**INSTRUCTIONS TO FOLLOW**
Write what follows in the article on building semantic search for Hippo, picking up right after its last line.
──────── SELECTED TEXT ────────
Hippo: Building Semantic Search for 100K+ Files

Traditional file search is broken. You type keywords and hope for the best. Hippo is different—it understands what you're looking for, even if you don't use the exact words. Here's how we built semantic search that works across 100,000+ files with sub-100ms latency.

The Problem with Keyword Search

You have a file called "Q3 Financial Report.pdf" but search for "third quarter revenue"—no results. You look for "meeting notes from Sarah" but the file is named "2024-03-15-standup.md"—nothing.

Keyword search fails because:

It matches strings, not meaning
You must remember exact file names
Related documents don't surface
Synonyms don't work

Semantic Search: Understanding Meaning

Semantic search transforms both your query and documents into numerical representations (embeddings) that capture meaning. Similar concepts have similar embeddings, regardless of exact words used.

"Q3 revenue"          →  [0.23, -0.15, 0.87, ...]
"third quarter sales" →  [0.25, -0.14, 0.89, ...]  ← Similar!
"vacation photos"     →  [0.91, 0.32, -0.45, ...]  ← Different

Hippo's Architecture

┌─────────────────────────────────────────────────────────────┐
│                       Hippo Desktop                          │
├─────────────────────────────────────────────────────────────┤
│  ┌───────────┐    ┌───────────┐    ┌───────────┐           │
│  │   File    │───→│   Text    │───→│  Vector   │           │
│  │  Watcher  │    │  Extract  │    │ Embedding │           │
│  └───────────┘    └───────────┘    └───────────┘           │
│                                           │                  │
│                                           ▼                  │
│  ┌───────────┐    ┌───────────┐    ┌───────────┐           │
│  │  Search   │←───│   HNSW    │←───│  SQLite   │           │
│  │    UI     │    │   Index   │    │  + VSS    │           │
│  └───────────┘    └───────────┘    └───────────┘           │
└─────────────────────────────────────────────────────────────┘

Component 1: File Watcher

We use native OS APIs to detect file changes in real-time:

use notify::{Watcher, RecursiveMode, watcher};

fn watch_directory(path: &Path, tx: Sender<FileEvent>) {
    let mut watcher = watcher(tx, Duration::from_secs(1)).unwrap();

    watcher.watch(path, RecursiveMode::Recursive).unwrap();

    // Events trigger indexing pipeline
    // - FileEvent::Create → Index new file
    // - FileEvent::Modify → Re-index
    // - FileEvent::Delete → Remove from index
}

Component 2: Text Extraction

Different file types need different extractors:

fn extract_text(path: &Path) -> Result<String> {
    let extension = path.extension().unwrap_or_default();

    match extension.to_str() {
        Some("pdf") => extract_pdf(path),
        Some("docx") => extract_docx(path),
        Some("md") | Some("txt") => read_text(path),
        Some("html") => extract_html(path),
        Some("xlsx") => extract_excel(path),
        Some("pptx") => extract_powerpoint(path),
        Some("jpg") | Some("png") => ocr_image(path),
        _ => Err(UnsupportedFormat)
──────── STORED ROWS ────────
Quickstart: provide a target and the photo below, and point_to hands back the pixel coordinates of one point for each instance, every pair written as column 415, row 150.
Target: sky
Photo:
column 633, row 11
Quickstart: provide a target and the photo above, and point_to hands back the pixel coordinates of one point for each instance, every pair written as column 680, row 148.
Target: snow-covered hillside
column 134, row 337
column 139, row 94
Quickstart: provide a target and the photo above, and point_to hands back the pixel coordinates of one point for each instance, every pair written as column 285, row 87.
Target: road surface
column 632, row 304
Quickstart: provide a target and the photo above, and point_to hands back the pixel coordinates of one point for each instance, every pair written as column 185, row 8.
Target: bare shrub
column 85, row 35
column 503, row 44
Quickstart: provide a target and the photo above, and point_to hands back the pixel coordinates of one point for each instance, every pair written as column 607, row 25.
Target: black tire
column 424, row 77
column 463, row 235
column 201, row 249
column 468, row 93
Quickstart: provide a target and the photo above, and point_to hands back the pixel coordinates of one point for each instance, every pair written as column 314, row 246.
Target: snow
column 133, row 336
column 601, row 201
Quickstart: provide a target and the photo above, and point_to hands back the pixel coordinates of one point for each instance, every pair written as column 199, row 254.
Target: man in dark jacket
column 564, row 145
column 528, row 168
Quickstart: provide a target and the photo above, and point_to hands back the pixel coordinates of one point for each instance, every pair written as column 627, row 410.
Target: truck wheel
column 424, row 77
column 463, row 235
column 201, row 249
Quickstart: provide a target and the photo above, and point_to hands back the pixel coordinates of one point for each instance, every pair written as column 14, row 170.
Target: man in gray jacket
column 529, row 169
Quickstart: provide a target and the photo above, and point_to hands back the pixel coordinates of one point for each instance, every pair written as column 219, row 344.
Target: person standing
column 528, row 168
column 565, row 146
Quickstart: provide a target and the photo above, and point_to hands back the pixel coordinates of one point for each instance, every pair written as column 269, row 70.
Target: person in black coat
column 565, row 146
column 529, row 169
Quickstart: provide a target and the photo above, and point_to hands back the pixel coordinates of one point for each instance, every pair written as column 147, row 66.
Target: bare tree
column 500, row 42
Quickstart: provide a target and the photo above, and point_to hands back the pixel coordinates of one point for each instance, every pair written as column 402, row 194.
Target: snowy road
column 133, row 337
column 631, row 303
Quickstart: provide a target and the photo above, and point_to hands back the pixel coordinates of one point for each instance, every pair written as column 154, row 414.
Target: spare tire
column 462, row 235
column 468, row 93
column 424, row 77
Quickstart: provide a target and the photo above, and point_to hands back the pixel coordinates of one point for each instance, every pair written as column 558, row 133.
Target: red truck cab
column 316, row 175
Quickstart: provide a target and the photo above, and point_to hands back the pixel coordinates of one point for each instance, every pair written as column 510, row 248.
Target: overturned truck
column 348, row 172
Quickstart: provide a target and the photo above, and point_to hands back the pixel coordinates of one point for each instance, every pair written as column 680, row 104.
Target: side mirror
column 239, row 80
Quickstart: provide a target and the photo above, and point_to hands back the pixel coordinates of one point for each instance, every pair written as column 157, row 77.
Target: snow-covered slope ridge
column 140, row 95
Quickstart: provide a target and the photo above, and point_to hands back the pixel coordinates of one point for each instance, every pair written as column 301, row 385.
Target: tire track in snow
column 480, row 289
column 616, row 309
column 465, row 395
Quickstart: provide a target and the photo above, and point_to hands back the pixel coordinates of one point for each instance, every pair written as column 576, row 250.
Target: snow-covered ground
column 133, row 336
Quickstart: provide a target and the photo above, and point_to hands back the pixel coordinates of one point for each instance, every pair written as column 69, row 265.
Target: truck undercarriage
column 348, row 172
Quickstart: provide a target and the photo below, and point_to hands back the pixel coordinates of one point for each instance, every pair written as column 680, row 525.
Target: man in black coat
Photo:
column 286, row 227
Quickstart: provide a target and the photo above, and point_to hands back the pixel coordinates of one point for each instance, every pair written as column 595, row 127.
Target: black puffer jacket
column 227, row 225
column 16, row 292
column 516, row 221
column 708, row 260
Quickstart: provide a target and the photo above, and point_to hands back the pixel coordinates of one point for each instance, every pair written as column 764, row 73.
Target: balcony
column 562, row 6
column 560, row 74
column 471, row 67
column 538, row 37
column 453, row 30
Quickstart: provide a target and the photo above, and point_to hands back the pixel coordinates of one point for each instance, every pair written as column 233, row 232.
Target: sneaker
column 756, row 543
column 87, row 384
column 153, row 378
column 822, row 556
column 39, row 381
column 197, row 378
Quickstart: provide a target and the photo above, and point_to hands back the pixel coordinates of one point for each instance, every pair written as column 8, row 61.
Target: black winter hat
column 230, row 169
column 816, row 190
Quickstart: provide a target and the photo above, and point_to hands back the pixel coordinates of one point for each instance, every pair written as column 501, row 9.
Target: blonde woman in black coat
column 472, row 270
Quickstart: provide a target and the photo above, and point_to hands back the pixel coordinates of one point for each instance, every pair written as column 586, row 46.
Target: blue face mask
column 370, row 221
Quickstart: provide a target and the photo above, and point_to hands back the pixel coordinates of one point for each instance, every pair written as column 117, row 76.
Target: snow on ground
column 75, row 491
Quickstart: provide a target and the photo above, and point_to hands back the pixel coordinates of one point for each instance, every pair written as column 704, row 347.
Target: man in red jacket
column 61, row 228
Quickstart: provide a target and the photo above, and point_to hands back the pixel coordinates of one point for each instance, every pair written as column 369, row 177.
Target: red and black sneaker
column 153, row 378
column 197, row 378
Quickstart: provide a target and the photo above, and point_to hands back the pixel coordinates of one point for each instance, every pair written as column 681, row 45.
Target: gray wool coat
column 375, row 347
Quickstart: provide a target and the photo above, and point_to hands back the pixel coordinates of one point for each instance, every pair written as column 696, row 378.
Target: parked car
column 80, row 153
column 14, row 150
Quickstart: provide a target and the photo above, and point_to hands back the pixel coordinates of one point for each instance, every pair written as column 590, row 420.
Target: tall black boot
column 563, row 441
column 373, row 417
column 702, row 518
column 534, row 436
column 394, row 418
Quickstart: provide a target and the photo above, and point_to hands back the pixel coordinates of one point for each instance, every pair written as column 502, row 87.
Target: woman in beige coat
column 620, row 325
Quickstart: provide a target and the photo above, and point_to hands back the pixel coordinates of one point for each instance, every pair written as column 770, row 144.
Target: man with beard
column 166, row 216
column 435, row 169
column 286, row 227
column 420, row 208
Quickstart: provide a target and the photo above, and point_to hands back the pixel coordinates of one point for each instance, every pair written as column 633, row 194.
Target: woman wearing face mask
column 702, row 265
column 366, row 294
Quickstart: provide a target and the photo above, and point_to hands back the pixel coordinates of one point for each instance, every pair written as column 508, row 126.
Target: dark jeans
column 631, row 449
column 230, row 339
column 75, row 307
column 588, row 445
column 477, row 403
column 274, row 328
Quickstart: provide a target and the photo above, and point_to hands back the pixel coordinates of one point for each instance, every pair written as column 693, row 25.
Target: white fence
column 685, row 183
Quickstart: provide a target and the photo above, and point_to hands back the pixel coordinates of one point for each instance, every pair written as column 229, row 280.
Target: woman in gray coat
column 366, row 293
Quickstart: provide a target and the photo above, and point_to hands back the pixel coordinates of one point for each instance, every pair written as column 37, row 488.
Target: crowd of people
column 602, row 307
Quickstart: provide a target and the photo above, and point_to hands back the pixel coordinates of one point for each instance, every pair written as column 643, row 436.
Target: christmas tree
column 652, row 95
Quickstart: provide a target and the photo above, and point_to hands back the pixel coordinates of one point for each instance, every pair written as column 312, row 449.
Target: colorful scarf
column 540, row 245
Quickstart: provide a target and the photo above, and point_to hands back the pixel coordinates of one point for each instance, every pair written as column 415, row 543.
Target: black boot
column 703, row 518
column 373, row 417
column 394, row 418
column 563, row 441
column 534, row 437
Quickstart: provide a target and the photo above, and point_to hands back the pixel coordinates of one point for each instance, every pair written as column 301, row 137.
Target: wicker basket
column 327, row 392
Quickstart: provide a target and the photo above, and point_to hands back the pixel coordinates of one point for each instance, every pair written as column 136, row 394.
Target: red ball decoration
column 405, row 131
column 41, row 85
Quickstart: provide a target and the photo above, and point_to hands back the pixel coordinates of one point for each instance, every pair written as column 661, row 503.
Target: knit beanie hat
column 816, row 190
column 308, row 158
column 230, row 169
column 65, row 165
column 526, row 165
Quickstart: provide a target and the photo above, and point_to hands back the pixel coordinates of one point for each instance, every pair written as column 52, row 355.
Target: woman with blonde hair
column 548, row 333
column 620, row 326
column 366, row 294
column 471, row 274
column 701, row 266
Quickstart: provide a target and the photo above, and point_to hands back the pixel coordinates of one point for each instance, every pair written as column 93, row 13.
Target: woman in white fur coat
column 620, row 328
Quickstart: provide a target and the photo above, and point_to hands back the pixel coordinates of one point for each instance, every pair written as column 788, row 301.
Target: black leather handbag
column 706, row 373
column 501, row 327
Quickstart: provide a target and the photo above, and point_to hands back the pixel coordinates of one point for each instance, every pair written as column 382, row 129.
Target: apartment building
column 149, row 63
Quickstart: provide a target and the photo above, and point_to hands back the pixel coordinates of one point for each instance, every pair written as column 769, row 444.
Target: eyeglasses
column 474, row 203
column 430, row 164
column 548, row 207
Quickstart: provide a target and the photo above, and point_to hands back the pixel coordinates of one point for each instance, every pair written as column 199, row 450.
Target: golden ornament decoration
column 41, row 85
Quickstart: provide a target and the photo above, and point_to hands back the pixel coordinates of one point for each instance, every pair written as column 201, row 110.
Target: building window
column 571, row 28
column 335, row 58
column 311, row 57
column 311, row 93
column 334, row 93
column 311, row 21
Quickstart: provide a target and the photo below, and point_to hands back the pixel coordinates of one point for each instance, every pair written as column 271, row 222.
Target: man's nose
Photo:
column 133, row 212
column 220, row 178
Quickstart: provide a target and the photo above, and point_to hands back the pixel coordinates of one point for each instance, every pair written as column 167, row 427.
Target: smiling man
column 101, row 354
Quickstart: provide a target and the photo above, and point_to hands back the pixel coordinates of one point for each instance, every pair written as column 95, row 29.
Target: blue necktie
────────
**RESULT OF THIS TASK**
    }
}

// PDF extraction with poppler
fn extract_pdf(path: &Path) -> Result<String> {
    let doc = poppler::Document::from_file(path)?;
    let mut text = String::new();

    for i in 0..doc.n_pages() {
        let page = doc.page(i)?;
        text.push_str(&page.text()?);
        text.push('\n');
    }

    Ok(text)
}

Component 3: Vector Embeddings

We use a local embedding model (no cloud required):

use ort::{Session, Environment};

struct EmbeddingModel {
    session: Session,
    tokenizer: Tokenizer,
}

impl EmbeddingModel {
    fn new() -> Self {
        let environment = Environment::builder()
            .with_name("hippo")
            .build()
            .unwrap();

        let session = Session::builder(&environment)
            .with_model_from_file("models/all-MiniLM-L6-v2.onnx")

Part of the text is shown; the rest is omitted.